------ Material to process ------

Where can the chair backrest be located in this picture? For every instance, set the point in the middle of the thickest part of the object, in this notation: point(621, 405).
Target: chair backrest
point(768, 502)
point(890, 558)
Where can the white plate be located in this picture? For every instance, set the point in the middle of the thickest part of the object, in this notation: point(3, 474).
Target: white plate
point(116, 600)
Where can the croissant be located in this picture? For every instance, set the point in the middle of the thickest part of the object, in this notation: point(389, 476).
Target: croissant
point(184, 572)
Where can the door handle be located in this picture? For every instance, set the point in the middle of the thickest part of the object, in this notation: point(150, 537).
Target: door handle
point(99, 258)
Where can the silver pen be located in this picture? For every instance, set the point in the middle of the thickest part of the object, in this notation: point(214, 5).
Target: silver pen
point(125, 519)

------
------ Material to process ------

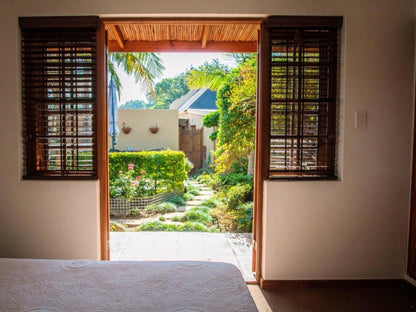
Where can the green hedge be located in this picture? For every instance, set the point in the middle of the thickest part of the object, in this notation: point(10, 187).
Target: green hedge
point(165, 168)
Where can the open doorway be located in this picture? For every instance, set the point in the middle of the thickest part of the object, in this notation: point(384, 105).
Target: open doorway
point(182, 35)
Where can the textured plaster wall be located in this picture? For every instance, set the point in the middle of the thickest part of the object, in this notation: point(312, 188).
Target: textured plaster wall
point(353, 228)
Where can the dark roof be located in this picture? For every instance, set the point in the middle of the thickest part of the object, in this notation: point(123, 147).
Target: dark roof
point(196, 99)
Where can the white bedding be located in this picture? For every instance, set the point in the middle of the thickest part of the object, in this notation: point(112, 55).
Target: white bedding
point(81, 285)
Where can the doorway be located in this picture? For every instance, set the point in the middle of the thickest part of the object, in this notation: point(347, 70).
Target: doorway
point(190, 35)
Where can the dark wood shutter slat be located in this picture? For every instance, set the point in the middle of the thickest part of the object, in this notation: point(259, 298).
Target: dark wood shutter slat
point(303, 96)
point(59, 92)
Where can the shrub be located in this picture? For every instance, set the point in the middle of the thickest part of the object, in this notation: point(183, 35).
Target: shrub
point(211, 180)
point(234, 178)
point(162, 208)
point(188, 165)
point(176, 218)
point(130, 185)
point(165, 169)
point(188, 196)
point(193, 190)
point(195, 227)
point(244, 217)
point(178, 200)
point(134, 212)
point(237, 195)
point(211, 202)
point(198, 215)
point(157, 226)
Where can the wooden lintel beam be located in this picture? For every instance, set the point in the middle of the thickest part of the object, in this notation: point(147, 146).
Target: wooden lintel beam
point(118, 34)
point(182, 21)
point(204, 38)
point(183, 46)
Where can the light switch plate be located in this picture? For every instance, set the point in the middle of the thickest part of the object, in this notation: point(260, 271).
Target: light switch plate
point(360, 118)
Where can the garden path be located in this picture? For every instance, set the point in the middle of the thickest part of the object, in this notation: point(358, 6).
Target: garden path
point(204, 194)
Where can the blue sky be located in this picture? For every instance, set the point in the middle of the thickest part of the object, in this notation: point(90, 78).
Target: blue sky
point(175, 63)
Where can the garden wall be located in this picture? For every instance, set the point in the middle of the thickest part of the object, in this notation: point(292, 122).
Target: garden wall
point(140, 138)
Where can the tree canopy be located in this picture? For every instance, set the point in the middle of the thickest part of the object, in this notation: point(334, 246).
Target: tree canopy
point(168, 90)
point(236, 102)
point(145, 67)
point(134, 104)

------

Task requirements: Please make an exact copy of the lines above from the line with "Where can the chair" through the line with "Where can the croissant", both ends included.

Output below:
Where can the chair backrest be located in this picture? For every instance, set the point in the middle of the thickest part of the object, in this notation: point(621, 405).
Target: chair backrest
point(768, 502)
point(890, 558)
Where can the white plate be located in this picture? For every instance, set the point in the middle of the thickest part of the object, in this notation: point(3, 474).
Target: white plate
point(116, 600)
Where can the croissant be located in this picture? For every instance, set the point in the middle of the thickest part of the object, in this notation: point(389, 476).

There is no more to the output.